DATA FOR THE TASK:
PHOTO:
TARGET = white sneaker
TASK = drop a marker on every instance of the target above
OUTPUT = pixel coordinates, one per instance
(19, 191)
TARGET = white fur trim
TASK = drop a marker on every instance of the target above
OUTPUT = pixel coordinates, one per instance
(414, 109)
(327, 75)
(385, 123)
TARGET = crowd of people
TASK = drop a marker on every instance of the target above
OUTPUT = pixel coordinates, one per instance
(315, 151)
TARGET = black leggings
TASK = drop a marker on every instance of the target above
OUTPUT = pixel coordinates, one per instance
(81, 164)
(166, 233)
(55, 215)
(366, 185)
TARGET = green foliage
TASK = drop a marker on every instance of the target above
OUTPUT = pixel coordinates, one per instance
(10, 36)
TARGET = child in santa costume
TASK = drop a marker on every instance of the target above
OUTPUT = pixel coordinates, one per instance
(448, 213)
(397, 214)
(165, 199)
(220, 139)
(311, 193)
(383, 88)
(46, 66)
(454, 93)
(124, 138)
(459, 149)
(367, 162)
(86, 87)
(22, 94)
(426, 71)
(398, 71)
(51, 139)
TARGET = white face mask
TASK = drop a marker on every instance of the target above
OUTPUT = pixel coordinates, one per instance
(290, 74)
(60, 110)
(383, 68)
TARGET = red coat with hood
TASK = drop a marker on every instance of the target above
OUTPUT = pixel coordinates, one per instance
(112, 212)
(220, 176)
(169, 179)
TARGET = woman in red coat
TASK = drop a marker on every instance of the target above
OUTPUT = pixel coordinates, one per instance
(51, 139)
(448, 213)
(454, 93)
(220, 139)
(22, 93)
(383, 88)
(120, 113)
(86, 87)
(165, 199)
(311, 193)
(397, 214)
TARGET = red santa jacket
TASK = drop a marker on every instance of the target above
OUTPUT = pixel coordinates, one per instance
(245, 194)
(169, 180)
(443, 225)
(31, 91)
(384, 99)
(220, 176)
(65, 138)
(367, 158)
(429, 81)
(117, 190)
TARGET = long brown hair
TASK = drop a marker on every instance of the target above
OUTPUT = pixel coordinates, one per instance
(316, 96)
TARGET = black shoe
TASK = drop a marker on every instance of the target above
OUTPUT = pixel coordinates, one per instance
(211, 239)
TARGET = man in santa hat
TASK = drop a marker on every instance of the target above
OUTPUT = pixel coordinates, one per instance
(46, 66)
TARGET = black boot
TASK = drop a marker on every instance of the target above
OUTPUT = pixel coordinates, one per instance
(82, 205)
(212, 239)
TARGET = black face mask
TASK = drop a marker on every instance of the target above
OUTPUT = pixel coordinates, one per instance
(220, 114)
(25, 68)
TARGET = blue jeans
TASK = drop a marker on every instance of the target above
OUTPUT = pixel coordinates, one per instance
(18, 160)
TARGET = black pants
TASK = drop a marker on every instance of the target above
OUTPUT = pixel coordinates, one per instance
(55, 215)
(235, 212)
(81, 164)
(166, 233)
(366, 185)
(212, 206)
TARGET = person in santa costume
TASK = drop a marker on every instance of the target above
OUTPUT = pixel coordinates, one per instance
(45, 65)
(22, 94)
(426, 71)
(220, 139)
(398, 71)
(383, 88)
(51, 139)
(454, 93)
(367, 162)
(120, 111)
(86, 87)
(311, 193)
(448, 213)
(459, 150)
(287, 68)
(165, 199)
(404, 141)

PROMPT: Retrieve every line above holding the word "white".

RESULT:
TARGET = white sneaker
TARGET = white fur trim
TARGET = white face mask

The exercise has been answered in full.